======== Source passage ========

We'd now like to visualize more information about the airports. How much traffic does each airport get in 2008? In the process, we can also filter out those airports that did not service any commercial flights in 2008. To incorporate this information, we need to load the flights data.

We can add the following entry to the the data array, before the airports data:

{
  "name": "traffic",
  "url": "data/flights-airport.csv",
  "format": {"type": "csv", "parse": "auto"},
  "transform": [
    {
      "type": "aggregate", "groupby": ["origin"],
      "summarize": [{"field": "count", "ops": ["sum"], "as": ["flights"]}]
    }
  ]
}

We load the data and parse the CSV file. We then use an aggregate transform to count the total number of flights originating at each airport. The resulting traffic dataset is a table with two variables: an origin airport and the total count of flights that departed that airport.

Now that we have a measure of per-airport traffic, we would like to combine (or in database terms join) this data with our original airports data. To do this, we use Vega's lookup transform. This transform looks for specified key values of a primary dataset within a secondary dataset, and if found adds the matched data record as a new property of the primary data.

{
  "name": "airports",
  "url": "data/airports.csv",
  "format": {"type": "csv", "parse": "auto"},
  "transform": [
    {
      "type": "lookup", "on": "traffic", "onKey": "origin",
      "keys": ["iata"], "as": ["traffic"]
    },
    {
      "type": "filter",
      "test": "datum.traffic != null"
    },
    {
      "type": "geo", "projection": "albersUsa",
      "lon": "longitude", "lat": "latitude"

======== Source material ========

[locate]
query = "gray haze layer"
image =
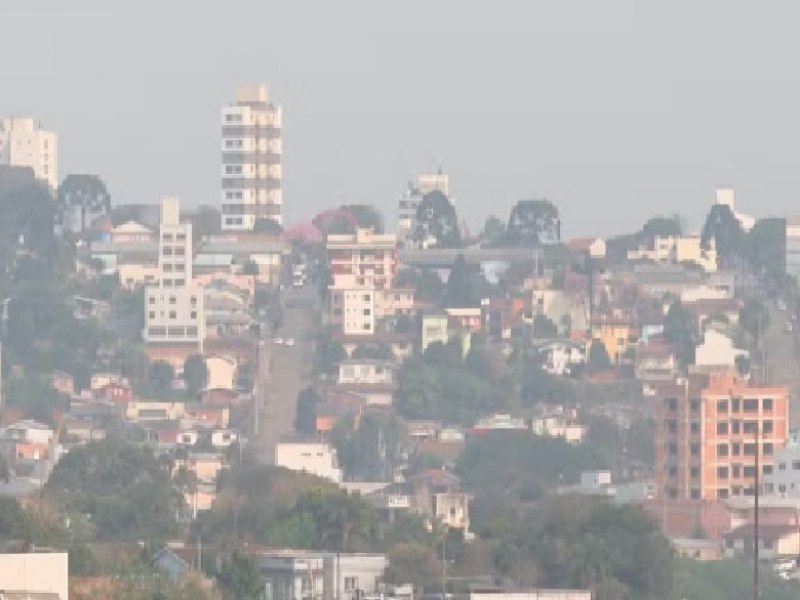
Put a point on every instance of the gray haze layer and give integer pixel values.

========

> _To do_
(A) In the airport traffic passage, which Vega transform is used to join the per-airport flight counts with the original airport list?
(B) Resume the airport traffic passage from its final line and keep going.

> _Task-by-task outputs_
(A) Vega's lookup transform.

(B)
    },
    {
      "type": "filter",
      "test": "datum.layout_x != null && datum.layout_y != null"
    }
  ]
}

Here the airports data is our primary dataset and the traffic data is used as the lookup table. For each airport, we look for a record in the traffic data whose origin property matches the iata property of the airport. If a match is found, we add the traffic record to the airport data under a property named traffic.

We also add a new filter transform to remove airports for which we fail to find a match in the traffic dataset (indicated by a null value). This step filters out all the airports for which we observe no originating flights in 2008. Though we could combine the filter criteria into a single filter instance, here we filter out the extraneous airports up front so that we don't waste time needlessly computing geo-coordinates.

We now see only those airports that are included in the flights-airport.csv data.

Step 6: Size the Airports by Traffic

We can also use the traffic data to size each airport based on the number of originating flights. We first add an entry to the scales array to map from traffic to circular area:

"scales": [
  {
    "name": "size",
    "type": "linear",
    "domain": {"data": "traffic", "field": "flights"},
    "range": [16, 1000]
  }
],

Here we define a linear scale that maps from the domain of flight counts to a range of [16, 1000] pixels. At this point, you might be thinking: "Why a linear scale? If we map that to the radius of a circle we will exaggerate the area and mislead our viewers!" And you would of course be correct! However, in this case we will be setting the size parameter of our symbol marks, which sets the area, not the radius, of the symbol.

{
  "type": "symbol",
  "from": {"data": "airports"},
  "properties": {
    "enter": {
      "x": {"field": "layout_x"},
      "y": {"field": "layout_y"},
      "size": {"scale": "size", "field": "traffic.flights"},
      "fill": {"value": "steelblue"},
      "fillOpacity": {"value": 0.8},
      "stroke": {"value": "white"},
      "strokeWidth": {"value": 1.5}
    }
  }
}

Here we modify our airport symbol marks. The size property is now set by running traffic.flights through our new scale. We also set fillOpacity to create a transparency effect and increase the strokeWidth.

We can now see the massive hubs, the local outposts, and everything in-between!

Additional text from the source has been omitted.